-- Task data follows --

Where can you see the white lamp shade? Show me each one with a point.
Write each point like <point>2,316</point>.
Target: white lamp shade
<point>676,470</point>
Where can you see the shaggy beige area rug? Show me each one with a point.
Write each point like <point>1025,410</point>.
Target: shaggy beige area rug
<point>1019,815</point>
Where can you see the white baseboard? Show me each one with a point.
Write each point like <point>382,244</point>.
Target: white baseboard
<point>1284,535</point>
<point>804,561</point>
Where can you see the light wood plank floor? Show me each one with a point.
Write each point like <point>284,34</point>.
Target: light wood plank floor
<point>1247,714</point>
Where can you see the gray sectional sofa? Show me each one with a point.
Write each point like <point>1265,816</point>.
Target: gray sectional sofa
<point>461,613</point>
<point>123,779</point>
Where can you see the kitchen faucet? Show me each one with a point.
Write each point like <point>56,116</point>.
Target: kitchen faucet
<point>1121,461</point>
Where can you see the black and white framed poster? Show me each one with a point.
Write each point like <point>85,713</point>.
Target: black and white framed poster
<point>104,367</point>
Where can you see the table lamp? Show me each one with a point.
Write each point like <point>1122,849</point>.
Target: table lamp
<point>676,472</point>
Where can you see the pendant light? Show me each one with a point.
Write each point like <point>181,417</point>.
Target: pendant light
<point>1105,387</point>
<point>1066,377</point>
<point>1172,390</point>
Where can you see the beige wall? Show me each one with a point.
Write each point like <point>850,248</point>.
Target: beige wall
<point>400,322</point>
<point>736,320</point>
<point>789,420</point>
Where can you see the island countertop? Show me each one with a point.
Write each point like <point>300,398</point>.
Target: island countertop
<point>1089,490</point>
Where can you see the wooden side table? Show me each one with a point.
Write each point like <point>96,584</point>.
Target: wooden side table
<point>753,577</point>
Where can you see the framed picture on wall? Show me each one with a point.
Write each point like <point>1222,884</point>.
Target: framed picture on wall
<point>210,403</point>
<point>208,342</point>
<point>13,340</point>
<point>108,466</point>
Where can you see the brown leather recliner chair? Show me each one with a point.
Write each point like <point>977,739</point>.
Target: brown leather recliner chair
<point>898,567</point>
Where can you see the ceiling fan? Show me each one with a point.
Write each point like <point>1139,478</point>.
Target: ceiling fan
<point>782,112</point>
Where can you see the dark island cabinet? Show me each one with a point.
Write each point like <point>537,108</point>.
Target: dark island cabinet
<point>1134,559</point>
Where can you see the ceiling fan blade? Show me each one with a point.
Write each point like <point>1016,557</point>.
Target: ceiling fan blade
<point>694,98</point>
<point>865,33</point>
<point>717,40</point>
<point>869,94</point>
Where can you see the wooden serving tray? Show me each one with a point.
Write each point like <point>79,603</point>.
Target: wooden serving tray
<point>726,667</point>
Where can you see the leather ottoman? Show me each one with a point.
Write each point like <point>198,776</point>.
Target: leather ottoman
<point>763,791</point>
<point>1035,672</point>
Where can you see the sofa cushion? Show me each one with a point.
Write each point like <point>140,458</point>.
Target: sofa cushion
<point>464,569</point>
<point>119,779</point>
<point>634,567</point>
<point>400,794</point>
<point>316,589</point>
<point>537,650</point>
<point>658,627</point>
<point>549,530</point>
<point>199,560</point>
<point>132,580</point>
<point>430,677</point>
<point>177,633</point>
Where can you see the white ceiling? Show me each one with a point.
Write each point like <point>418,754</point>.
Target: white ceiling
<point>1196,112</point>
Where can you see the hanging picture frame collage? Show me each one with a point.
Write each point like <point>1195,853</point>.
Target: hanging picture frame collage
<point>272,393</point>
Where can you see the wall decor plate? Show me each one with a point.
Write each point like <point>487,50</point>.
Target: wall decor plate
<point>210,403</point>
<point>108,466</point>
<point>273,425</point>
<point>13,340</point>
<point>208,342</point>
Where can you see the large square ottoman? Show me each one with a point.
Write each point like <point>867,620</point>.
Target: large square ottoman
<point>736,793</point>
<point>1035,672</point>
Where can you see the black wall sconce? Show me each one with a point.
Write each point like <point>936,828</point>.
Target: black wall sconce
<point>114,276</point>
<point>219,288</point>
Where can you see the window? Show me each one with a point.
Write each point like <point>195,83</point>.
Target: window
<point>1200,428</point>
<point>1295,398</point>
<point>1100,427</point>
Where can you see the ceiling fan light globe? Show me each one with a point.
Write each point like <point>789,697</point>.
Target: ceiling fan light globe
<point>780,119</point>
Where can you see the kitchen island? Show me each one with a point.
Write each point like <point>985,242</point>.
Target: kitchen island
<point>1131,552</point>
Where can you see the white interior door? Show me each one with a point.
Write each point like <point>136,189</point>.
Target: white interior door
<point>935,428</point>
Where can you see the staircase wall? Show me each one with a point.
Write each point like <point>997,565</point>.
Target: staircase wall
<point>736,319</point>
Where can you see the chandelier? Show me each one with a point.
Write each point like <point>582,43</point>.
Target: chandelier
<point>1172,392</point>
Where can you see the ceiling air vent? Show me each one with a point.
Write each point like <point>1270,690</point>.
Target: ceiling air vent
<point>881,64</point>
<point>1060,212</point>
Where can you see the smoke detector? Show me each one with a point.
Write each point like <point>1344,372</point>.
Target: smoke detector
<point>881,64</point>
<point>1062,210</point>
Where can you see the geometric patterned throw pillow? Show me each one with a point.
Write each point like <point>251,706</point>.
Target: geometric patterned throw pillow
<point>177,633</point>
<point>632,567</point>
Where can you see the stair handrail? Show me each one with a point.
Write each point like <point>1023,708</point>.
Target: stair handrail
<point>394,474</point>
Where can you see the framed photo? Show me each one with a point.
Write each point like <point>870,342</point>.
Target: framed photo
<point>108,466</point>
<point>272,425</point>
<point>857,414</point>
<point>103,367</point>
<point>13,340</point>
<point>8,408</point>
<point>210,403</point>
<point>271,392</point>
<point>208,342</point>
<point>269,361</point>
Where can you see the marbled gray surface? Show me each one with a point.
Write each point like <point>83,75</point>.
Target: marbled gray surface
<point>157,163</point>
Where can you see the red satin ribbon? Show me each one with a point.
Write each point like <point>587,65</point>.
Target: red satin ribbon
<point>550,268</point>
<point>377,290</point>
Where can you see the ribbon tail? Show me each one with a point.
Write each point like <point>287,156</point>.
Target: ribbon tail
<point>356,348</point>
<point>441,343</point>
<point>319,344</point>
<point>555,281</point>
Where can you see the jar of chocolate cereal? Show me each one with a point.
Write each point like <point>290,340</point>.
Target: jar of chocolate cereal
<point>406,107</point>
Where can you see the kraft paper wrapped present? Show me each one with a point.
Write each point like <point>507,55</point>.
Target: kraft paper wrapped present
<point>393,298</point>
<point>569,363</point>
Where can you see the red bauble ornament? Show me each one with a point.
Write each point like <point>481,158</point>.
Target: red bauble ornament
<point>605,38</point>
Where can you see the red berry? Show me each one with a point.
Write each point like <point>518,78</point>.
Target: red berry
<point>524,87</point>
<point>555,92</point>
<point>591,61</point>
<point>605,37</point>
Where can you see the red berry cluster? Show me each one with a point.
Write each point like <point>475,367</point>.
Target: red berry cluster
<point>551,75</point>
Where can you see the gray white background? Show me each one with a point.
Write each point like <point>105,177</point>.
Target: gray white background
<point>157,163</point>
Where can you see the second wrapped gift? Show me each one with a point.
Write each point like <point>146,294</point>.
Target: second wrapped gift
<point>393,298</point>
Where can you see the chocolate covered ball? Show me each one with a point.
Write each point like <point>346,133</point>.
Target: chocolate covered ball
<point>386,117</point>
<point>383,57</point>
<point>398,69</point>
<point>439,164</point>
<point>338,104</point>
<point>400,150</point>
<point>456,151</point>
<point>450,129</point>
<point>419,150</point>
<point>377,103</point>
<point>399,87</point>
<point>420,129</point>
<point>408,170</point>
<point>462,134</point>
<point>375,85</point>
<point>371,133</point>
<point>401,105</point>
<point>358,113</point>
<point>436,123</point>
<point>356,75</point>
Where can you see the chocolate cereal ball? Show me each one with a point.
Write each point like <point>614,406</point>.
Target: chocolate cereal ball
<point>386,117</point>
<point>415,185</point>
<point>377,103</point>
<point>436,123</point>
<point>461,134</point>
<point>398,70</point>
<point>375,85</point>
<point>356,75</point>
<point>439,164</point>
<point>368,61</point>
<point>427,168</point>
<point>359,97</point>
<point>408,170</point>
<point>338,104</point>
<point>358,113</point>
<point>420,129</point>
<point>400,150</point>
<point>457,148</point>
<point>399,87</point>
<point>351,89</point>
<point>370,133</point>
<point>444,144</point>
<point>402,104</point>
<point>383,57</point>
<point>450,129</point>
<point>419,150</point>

-- Task data concluded --

What you are asked to do - Keeping every character as it is, restate the lines above that run from the line with "Where can you see the island" through the line with "Write each point like <point>1222,884</point>.", both included, and nothing else.

Task result -
Where can you see the island countertop? Show me each one with a point.
Write each point like <point>300,398</point>.
Target: island countertop
<point>1089,490</point>
Where can you see the wooden side table? Show me each one with a point.
Write each point like <point>96,584</point>.
Target: wooden side table
<point>753,577</point>
Where can you see the framed picture on wall? Show me each one with a point.
Write each point like <point>1222,884</point>.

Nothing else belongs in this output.